***** Dataset extract *****

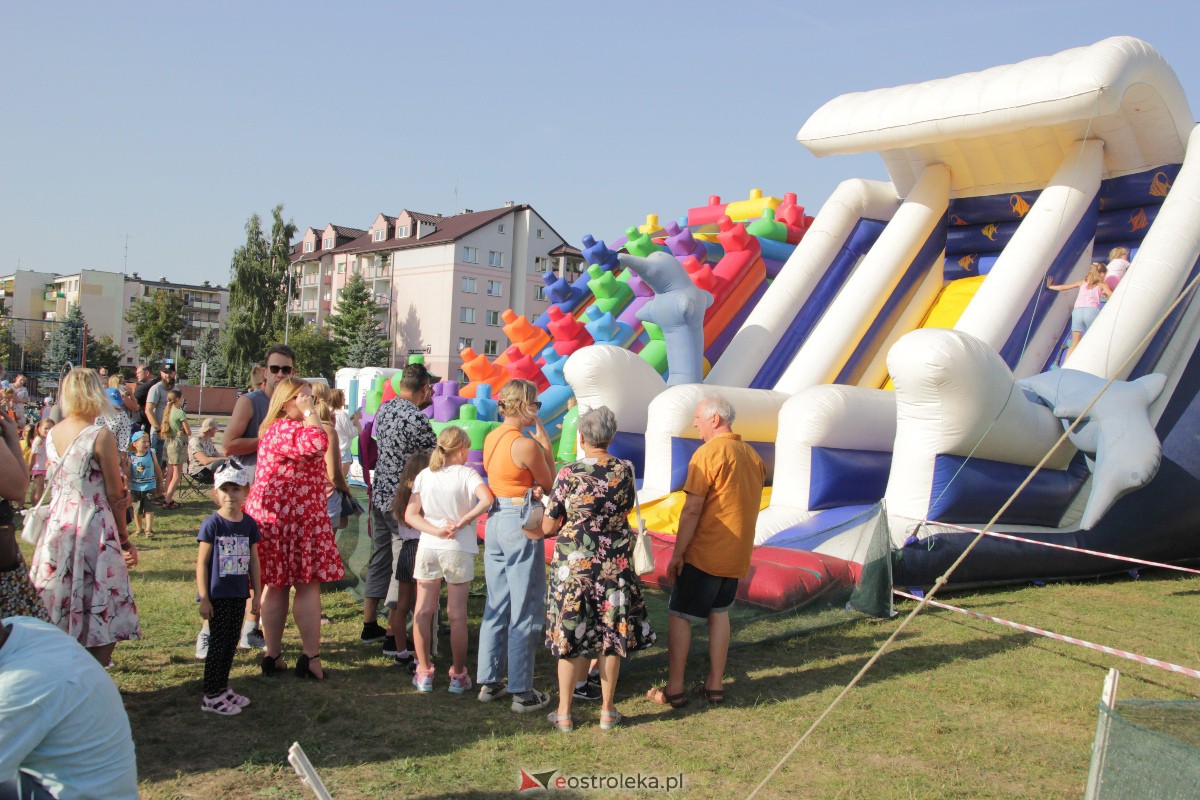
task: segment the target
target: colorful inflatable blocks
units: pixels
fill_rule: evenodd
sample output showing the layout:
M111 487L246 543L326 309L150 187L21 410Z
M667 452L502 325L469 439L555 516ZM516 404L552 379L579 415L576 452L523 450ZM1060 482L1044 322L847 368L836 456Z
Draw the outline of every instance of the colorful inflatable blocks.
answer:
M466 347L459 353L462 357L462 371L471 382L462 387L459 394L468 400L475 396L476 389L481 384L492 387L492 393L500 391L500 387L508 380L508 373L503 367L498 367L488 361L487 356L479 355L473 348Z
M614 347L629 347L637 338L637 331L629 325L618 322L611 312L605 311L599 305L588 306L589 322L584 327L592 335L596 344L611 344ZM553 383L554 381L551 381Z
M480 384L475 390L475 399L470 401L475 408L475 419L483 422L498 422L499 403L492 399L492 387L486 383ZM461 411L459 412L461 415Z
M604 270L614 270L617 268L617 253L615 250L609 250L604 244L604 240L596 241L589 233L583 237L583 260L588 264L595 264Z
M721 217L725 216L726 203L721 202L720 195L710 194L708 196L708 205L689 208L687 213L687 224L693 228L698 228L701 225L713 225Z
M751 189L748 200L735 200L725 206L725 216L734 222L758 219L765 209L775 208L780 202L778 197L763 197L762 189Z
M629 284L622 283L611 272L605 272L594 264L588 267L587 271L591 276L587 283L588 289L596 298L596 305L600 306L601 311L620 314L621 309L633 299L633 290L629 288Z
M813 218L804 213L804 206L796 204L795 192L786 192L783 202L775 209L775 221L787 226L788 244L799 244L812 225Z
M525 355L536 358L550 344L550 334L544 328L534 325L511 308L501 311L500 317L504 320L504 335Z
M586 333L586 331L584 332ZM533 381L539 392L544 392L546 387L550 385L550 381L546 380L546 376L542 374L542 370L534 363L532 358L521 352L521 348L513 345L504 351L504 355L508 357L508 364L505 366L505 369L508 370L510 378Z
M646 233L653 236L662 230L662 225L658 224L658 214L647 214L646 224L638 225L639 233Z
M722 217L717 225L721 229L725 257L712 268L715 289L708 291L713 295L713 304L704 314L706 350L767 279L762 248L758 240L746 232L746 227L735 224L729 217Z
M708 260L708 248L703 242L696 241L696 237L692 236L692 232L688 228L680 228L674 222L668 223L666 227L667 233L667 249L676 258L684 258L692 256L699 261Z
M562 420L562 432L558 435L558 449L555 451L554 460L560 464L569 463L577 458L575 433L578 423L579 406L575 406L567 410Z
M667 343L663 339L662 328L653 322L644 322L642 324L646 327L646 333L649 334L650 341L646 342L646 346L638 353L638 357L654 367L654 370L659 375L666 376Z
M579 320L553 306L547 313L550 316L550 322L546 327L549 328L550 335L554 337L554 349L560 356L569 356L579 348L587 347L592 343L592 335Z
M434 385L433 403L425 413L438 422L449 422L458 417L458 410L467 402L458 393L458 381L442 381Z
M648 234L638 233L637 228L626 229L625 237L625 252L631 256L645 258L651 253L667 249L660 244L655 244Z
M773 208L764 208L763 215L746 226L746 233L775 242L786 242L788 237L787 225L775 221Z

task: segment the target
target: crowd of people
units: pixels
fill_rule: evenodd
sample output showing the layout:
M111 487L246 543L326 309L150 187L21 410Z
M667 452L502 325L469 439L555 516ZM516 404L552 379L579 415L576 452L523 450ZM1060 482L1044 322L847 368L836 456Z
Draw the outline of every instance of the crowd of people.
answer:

*****
***** Dataset extract *****

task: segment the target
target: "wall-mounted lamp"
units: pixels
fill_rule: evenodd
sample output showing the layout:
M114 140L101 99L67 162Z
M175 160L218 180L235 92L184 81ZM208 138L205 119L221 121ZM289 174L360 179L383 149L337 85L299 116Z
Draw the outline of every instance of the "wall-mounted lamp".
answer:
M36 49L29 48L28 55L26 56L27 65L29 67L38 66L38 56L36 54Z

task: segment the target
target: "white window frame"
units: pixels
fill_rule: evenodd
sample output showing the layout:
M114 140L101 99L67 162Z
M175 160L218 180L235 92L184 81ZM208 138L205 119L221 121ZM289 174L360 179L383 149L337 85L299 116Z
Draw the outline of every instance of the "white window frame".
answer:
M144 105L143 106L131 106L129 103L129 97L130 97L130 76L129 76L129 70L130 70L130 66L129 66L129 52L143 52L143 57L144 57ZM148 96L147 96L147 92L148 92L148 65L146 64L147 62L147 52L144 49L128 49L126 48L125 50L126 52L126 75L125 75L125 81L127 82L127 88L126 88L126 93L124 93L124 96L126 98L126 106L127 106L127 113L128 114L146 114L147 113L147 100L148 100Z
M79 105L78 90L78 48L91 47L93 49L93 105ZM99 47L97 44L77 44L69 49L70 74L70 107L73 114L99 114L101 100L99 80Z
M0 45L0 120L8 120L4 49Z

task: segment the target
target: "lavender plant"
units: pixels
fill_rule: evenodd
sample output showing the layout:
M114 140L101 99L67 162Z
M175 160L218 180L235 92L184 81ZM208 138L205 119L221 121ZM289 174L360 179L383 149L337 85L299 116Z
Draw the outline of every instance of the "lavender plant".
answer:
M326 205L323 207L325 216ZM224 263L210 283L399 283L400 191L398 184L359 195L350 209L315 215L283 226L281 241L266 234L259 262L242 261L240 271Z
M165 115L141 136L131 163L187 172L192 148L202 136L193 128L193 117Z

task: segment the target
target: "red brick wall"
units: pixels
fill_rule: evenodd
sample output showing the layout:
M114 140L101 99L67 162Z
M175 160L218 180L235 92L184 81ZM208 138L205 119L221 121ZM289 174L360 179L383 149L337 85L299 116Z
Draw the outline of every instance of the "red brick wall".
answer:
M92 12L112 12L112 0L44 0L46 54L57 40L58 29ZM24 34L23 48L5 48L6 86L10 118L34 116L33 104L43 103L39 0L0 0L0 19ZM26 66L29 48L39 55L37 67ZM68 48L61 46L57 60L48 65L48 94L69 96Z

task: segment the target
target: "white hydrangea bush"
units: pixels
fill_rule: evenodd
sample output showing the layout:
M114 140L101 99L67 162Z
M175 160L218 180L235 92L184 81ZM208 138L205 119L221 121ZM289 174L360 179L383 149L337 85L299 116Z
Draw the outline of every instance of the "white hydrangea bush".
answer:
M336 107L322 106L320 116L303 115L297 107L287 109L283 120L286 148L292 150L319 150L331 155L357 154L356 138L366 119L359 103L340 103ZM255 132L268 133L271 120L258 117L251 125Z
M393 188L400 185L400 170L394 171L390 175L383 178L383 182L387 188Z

*****

In the data, count the lines that include the string "mounted", then give that number and nothing more.

- [Task output] 2